* [Page]
** begin **
Thursday, May 28, 2015

Scrollers Preview - Naso 2015

Our Parasha this week is bookended by instructions related to the Tabernacle. It begins by finishing up last week’s instructions to the various clans of Levites regarding their duties of service and schlepping for the Tabernacle. And it ends, in Chapter 7, with a long section describing the chieftains’ gifts for the service of the Tabernacle in a 12-day dedication ceremony for the altar.

In between these bookends, we have two chapters dealing with ritual laws that were not included in Leviticus.

Chapter 5 begins with a short section about people with impurities being removed from the camp, and about dealing with guilt and sin. Then we have the ordeal of the suspected adulteress, or the “sotah.” And finally, in Chapter 6, we have the rules regarding the Nazirite, one who voluntarily takes on a vow to not drink wine and consequentially is not allowed to cut his hair or come into contact with the dead, even his/her own family members.

In these interior sections of the parasha, the Torah seems to be tying up loose ends before the Israelites can march on from Mount Sinai into the next chapter of their journey through the wilderness. Especially the Sotah and the Nazir are about exceptional circumstances involving people who end up placing themselves, whether voluntarily or involuntarily, outside the realm of regular society. The rituals outlined in the text tell us what to do with such people – how to treat them when they are out of bounds, and how to bring them back within bounds, if and when that is possible.  Both rituals involve the name of God. With the Sotah, God’s name is written as part of a curse and then washed into the bitter waters that she is forced to drink. The Nazir presumably invokes the name of God when s/he utters the vow.

We see here how God is intimately involved with how humans cross over the boundary in and out of the normative community. Later in the parasha, Aaron and his sons are instructed on how to bless the people, linking God’s “Name with the people of Israel.” I’m interested in exploring with you this phenomenon of God’s Name and how it functions as a curse, a blessing, and a vow, and as an instrument of shepherding people from one state of being to another.
** end **
* [Data supplied]
** begin **
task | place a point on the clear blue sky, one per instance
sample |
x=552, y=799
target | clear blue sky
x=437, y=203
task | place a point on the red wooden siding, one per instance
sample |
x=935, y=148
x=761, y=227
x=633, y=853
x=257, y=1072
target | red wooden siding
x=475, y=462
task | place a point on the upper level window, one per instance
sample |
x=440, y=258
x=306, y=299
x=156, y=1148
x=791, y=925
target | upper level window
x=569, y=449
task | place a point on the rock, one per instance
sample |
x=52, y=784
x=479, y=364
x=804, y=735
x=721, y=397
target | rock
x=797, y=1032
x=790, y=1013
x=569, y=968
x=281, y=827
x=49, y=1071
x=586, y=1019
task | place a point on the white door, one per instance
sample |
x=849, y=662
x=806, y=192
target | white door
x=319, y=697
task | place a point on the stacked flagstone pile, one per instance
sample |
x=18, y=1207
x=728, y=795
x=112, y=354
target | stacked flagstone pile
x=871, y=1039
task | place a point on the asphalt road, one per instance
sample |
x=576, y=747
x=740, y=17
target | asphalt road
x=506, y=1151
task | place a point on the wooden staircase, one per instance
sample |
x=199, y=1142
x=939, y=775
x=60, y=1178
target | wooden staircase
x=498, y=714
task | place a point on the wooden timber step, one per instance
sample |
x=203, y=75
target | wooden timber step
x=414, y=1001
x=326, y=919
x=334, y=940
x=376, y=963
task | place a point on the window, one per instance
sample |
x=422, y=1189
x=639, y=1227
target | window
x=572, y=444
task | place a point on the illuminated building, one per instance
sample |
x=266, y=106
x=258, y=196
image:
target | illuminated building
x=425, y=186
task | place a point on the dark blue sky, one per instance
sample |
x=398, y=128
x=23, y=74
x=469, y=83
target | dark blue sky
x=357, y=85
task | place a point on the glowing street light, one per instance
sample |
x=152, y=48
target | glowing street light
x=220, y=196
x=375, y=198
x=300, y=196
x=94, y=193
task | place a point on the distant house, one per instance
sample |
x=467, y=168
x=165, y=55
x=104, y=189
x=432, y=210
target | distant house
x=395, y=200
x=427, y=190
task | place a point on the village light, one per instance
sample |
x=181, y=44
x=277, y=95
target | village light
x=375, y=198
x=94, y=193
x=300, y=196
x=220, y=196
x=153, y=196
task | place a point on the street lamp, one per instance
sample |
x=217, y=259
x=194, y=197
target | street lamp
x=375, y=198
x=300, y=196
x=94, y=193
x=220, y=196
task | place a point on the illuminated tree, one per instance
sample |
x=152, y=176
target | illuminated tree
** end **
* [Required task A] In two sentences, what does the Naso preview say this week's parasha contains, and what does it propose to explore?
* [Required task B]
Answer these from the Naso preview:
(i) How many days does the dedication ceremony for the altar last?
(ii) In the Sotah ritual, what is written as part of a curse and then washed into the bitter waters?
(iii) Who is instructed on how to bless the people?

* [Full solution A] The parasha opens with instructions to the Levite clans about their Tabernacle duties and closes with the chieftains' gifts for a 12-day altar dedication. Between these come ritual laws on removing the impure from the camp, the suspected adulteress, and the Nazirite, and the preview proposes to explore how God's Name works as a curse, a blessing, a vow, and a means of moving people from one state of being to another.

* [Full solution B]
(i) 12 days.
(ii) God's name.
(iii) Aaron and his sons.